-- WHAT THIS EXERCISE ASKS --
1 – From the text on here-documents, transcribe the passage from "In the first" up to and including "heredoc another writes.".
2 – According to the text on here-documents, what are redirections scoped to?
3 – Decide whether each statement agrees with the text on here-documents, answering yes or no and quoting the deciding words: (a) There is a portable way to seek back through the here document file descriptor. (b) The command substitution will elide trailing blank lines from what cat writes to stdout. (c) Most generally, the writer prefers to link a heredoc to a function definition.

-- EXCERPT PROVIDED --
◆ ◆ ◆ ◆ ◆

If you are doing some work on a file descriptor that you expect you'll want to read again, then you can portably do it in the body of a here-document:
exec 4<somefile 3<<plus
$( printf %s\\n some random lines
cat <&4
)
plus
cat <&3
The solution is not perfect perhaps - there is no portable way, for example, to seek back through the here document file descriptor. And the command substitution will elide trailing blank lines from whatever cat
writes to stdout, but all of these problems are very simply handled.
In the first place, redirections are scoped to their containing compound command, and so it is a small matter to nest these a bit in a loop to handle any repetition you might require. It is also possible to implement a loop within the command sub itself - or even to call out to an interactive shell on /dev/tty
if you want. But most generally I prefer to link a heredoc to a function definition.
fn() { : do something w/ fd3
} 3<<INPUT
$1
$(:gen some output;:maybe cat or head <stdin)
INPUT
while IFS= read -r line; do fn "$line"; done
It is also possible to read one heredoc another writes.
cat 4<<SAVED <<AND
$( cat)
SAVED
$( printf %s\\n some random lines
cat <&4)
AND
Or you could loop like...

◆ ◆ ◆ ◆ ◆

-- DATA LISTING --
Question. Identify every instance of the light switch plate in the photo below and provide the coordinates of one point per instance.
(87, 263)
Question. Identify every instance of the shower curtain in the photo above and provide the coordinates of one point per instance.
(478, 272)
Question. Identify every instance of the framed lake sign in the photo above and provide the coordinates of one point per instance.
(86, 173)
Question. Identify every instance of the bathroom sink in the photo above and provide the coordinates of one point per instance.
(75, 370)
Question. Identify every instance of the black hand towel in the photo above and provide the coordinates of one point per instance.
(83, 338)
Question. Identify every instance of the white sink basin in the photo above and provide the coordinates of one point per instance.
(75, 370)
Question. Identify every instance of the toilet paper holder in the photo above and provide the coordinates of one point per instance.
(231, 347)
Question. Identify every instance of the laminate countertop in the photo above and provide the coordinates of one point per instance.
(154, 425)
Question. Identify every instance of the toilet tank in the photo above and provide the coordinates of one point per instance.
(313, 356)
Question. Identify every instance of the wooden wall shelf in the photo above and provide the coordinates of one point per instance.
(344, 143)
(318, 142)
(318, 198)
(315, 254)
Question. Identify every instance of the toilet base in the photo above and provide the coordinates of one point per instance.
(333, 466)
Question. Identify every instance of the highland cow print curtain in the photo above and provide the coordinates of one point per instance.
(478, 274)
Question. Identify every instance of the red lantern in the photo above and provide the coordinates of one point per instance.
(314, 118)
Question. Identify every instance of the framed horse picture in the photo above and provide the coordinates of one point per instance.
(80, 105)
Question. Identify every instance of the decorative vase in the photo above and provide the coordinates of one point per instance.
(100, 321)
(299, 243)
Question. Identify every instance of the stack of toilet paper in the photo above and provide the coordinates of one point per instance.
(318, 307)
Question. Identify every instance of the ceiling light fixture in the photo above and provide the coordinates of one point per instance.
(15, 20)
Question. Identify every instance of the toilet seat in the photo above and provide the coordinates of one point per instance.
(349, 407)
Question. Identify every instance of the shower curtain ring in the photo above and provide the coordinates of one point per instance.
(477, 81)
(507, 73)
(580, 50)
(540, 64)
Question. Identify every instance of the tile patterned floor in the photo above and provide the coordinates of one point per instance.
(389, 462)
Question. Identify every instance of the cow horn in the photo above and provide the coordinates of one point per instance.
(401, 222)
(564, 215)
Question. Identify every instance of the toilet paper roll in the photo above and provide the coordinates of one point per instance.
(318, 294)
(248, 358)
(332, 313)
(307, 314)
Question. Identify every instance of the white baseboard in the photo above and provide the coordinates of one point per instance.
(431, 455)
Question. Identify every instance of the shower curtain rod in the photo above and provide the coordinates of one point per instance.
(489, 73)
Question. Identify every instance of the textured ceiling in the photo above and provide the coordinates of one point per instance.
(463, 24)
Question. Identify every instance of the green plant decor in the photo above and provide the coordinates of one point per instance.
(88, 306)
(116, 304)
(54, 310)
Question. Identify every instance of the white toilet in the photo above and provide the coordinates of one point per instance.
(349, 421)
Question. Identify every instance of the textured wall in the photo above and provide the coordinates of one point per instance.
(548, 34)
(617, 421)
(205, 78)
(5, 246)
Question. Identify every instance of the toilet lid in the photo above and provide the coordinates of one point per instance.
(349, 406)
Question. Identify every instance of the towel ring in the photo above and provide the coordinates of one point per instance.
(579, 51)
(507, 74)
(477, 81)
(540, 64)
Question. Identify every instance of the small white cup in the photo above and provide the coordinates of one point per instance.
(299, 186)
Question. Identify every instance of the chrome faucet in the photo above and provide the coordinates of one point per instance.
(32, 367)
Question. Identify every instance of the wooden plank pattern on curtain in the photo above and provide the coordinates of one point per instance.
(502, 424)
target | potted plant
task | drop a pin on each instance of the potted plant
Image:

◆ ◆ ◆ ◆ ◆

-- EXPECTED RESPONSES --
1 –
In the first place, redirections are scoped to their containing compound command, and so it is a small matter to nest these a bit in a loop to handle any repetition you might require. It is also possible to implement a loop within the command sub itself - or even to call out to an interactive shell on /dev/tty
if you want. But most generally I prefer to link a heredoc to a function definition.
fn() { : do something w/ fd3
} 3<<INPUT
$1
$(:gen some output;:maybe cat or head <stdin)
INPUT
while IFS= read -r line; do fn "$line"; done
It is also possible to read one heredoc another writes.

2 – Their containing compound command.

3 –
(a) No: "there is no portable way, for example, to seek back through the here document file descriptor."
(b) Yes: "the command substitution will elide trailing blank lines from whatever cat writes to stdout"
(c) Yes: "But most generally I prefer to link a heredoc to a function definition."